GEGEVEN OPDRACHT — Geef de items letterlijk weer vanaf de regel met "Exercise. Tag the pile" tot en met het einde van de items, en laat de afbeeldingen in je antwoord weg.

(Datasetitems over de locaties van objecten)
########################################
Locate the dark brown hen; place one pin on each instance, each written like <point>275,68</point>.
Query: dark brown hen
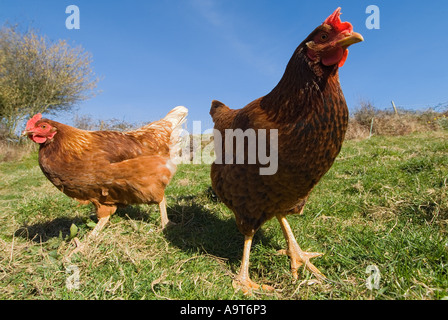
<point>308,112</point>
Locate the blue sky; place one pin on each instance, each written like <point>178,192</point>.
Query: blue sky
<point>155,55</point>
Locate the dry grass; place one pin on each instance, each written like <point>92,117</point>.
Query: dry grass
<point>368,120</point>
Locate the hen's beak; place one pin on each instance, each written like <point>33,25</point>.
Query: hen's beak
<point>26,133</point>
<point>349,40</point>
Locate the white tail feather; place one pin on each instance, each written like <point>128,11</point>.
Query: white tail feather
<point>177,118</point>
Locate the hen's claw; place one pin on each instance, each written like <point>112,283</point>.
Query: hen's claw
<point>247,285</point>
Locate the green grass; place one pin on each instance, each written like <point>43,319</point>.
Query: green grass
<point>383,203</point>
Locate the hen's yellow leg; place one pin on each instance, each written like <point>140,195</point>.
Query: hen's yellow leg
<point>163,215</point>
<point>99,226</point>
<point>298,257</point>
<point>242,280</point>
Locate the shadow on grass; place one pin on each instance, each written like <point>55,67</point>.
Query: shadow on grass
<point>198,229</point>
<point>44,231</point>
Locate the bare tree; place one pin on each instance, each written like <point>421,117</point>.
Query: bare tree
<point>38,75</point>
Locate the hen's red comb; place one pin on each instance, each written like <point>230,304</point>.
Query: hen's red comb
<point>30,124</point>
<point>335,22</point>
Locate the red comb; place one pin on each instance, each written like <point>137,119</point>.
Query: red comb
<point>335,22</point>
<point>30,124</point>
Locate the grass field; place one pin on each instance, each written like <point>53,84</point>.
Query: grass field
<point>384,204</point>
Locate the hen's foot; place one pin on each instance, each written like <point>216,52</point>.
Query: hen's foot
<point>299,258</point>
<point>79,247</point>
<point>247,285</point>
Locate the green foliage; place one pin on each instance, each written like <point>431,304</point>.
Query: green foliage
<point>38,75</point>
<point>384,203</point>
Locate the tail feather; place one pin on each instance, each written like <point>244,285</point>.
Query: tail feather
<point>177,118</point>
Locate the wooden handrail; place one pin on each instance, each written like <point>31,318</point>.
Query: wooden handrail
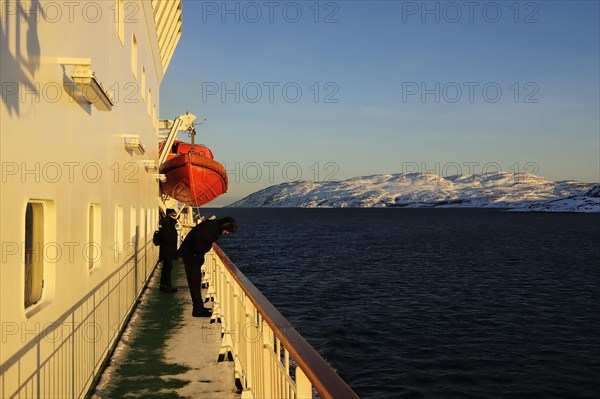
<point>324,379</point>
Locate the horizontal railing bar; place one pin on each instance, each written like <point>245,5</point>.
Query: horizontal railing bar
<point>324,379</point>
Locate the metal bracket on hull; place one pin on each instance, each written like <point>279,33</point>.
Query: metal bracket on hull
<point>183,123</point>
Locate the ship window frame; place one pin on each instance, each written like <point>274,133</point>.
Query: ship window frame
<point>119,230</point>
<point>33,263</point>
<point>134,55</point>
<point>132,224</point>
<point>143,83</point>
<point>93,248</point>
<point>120,19</point>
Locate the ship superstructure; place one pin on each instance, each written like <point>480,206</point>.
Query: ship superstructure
<point>79,140</point>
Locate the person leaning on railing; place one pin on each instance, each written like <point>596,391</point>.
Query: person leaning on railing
<point>198,242</point>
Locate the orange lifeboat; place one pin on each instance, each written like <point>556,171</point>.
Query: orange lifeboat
<point>193,177</point>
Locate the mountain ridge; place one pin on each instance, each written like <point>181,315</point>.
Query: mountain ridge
<point>515,191</point>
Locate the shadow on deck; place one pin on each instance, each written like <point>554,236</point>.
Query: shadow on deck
<point>166,353</point>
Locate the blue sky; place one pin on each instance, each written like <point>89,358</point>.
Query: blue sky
<point>333,90</point>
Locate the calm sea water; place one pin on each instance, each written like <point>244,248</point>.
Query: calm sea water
<point>435,303</point>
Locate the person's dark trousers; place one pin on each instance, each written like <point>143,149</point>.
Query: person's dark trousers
<point>193,273</point>
<point>165,274</point>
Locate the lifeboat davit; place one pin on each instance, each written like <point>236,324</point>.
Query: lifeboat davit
<point>193,177</point>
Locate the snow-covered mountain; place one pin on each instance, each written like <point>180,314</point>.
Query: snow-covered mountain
<point>519,192</point>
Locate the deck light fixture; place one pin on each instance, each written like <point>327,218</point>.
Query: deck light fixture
<point>92,89</point>
<point>133,145</point>
<point>150,165</point>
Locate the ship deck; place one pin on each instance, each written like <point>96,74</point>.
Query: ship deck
<point>165,352</point>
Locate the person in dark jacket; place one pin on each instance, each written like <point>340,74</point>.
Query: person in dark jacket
<point>198,242</point>
<point>168,249</point>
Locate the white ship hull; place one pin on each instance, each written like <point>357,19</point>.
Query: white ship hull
<point>79,190</point>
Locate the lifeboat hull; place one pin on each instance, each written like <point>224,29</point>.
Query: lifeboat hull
<point>193,179</point>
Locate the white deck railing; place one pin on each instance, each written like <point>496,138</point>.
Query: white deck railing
<point>271,359</point>
<point>65,357</point>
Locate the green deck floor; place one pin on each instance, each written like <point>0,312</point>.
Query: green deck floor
<point>166,353</point>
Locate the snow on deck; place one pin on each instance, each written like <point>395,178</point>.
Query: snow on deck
<point>165,352</point>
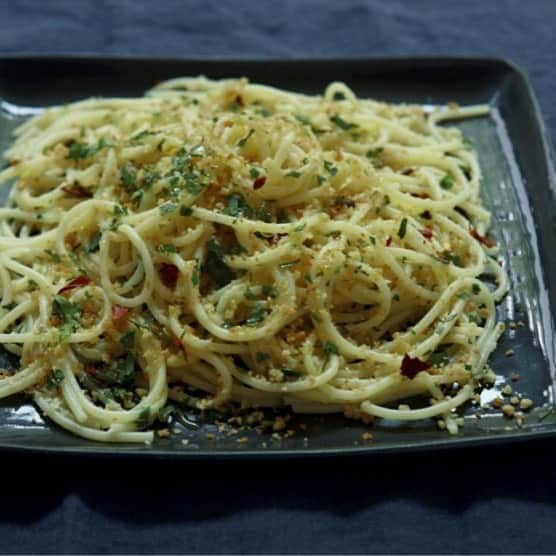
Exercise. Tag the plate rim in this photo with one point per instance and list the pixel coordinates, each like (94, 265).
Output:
(509, 66)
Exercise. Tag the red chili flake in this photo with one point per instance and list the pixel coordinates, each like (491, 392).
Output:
(118, 312)
(482, 239)
(90, 368)
(259, 182)
(275, 238)
(76, 191)
(77, 282)
(412, 366)
(169, 273)
(178, 344)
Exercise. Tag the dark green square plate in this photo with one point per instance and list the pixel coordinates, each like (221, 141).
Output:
(519, 187)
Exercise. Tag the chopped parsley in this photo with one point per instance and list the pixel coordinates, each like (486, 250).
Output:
(341, 123)
(120, 372)
(237, 206)
(293, 174)
(195, 274)
(331, 169)
(68, 313)
(167, 248)
(128, 179)
(269, 291)
(261, 357)
(453, 258)
(256, 315)
(143, 419)
(447, 182)
(403, 228)
(128, 339)
(55, 379)
(330, 348)
(167, 208)
(374, 152)
(79, 151)
(94, 243)
(303, 119)
(242, 142)
(215, 266)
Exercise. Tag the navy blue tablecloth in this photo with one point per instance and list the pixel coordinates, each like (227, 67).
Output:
(496, 499)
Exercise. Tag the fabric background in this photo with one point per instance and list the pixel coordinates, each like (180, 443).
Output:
(489, 500)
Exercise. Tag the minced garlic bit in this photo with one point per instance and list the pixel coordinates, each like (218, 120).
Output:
(497, 403)
(508, 410)
(507, 390)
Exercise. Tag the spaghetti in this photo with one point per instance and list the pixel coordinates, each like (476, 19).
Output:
(220, 242)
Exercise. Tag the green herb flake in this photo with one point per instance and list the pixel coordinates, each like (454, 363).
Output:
(120, 372)
(447, 182)
(127, 340)
(303, 119)
(448, 257)
(291, 373)
(94, 243)
(144, 418)
(55, 379)
(167, 248)
(68, 313)
(167, 208)
(374, 152)
(403, 228)
(289, 264)
(256, 315)
(330, 168)
(269, 291)
(331, 348)
(293, 174)
(241, 143)
(193, 185)
(250, 295)
(237, 205)
(261, 357)
(341, 123)
(128, 178)
(54, 256)
(215, 265)
(195, 275)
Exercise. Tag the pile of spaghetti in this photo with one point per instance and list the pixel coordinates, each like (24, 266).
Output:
(222, 243)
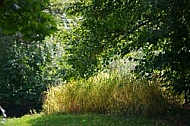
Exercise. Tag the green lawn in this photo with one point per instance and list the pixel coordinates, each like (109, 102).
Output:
(177, 119)
(80, 120)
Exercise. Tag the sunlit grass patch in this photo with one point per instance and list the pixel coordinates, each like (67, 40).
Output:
(107, 93)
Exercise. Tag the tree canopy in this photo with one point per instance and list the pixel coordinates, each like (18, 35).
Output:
(29, 17)
(161, 28)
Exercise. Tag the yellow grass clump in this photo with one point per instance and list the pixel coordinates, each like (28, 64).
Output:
(107, 93)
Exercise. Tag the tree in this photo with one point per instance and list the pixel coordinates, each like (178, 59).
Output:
(29, 17)
(23, 64)
(161, 28)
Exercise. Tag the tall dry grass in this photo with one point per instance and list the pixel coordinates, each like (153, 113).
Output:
(107, 93)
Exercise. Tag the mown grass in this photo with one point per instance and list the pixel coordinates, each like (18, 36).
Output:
(82, 120)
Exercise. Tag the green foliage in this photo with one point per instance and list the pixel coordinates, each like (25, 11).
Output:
(29, 17)
(26, 70)
(160, 28)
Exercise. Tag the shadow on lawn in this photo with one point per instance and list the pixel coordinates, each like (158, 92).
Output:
(178, 118)
(90, 120)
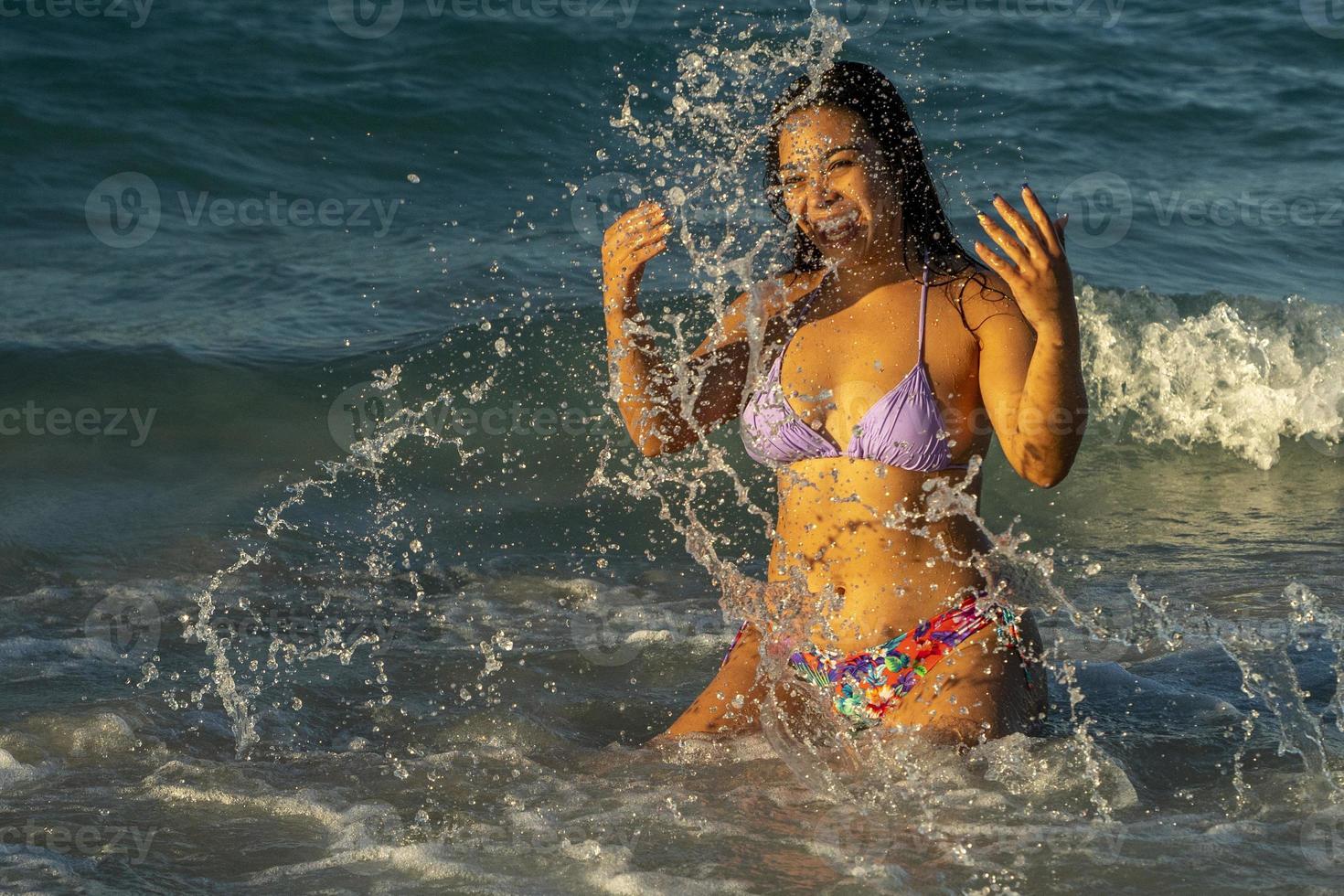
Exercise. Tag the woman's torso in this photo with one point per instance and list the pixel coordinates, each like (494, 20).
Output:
(860, 526)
########################################
ANTWOORD OEFENING —
Exercise. Tag the pile of spaghetti in this photo with one point per instance and list the pixel coordinates, each like (24, 266).
Output:
(222, 243)
Exercise. Tag the green lawn in this photo with one point per instance and list the pixel coordinates, each like (109, 102).
Output:
(177, 119)
(80, 120)
Exercise. Tag the sunlit grass patch in this photo with one point per instance and list the pixel coordinates, each like (67, 40).
Output:
(107, 93)
Exercise. Tag the tree canopy in this photo with one point per instance and list the pixel coordinates, each like (18, 35).
Output:
(29, 17)
(161, 28)
Exercise. Tag the yellow grass clump in this photo with one point per instance and list the pixel coordinates, each like (28, 64).
Output:
(107, 93)
Exercise. Tag the tree in this photo with one point per instance and list the pixel coordinates, each like (178, 59).
Output:
(29, 17)
(23, 64)
(161, 28)
Exercise. Tag the tall dry grass in this photo with one point per instance and list the pixel coordinates, each like (153, 113).
Output:
(107, 93)
Exercise. Tag the mown grass in this photo with one point per instance and list the pixel coordinates, each like (18, 36).
Output:
(82, 120)
Exercise. Tag the green foliage in this photo with one point per instance and list the pixel coordinates, each like (25, 11).
Output:
(29, 17)
(26, 70)
(160, 28)
Exercise. Tag the shadow on lawn in this photo with one point per instance and list the pixel coordinates, each like (158, 92).
Output:
(178, 118)
(90, 120)
Exercise. Tag the woman's torso in this photo with one point per instance and list the pixel coordinates, each like (494, 20).
Output:
(860, 526)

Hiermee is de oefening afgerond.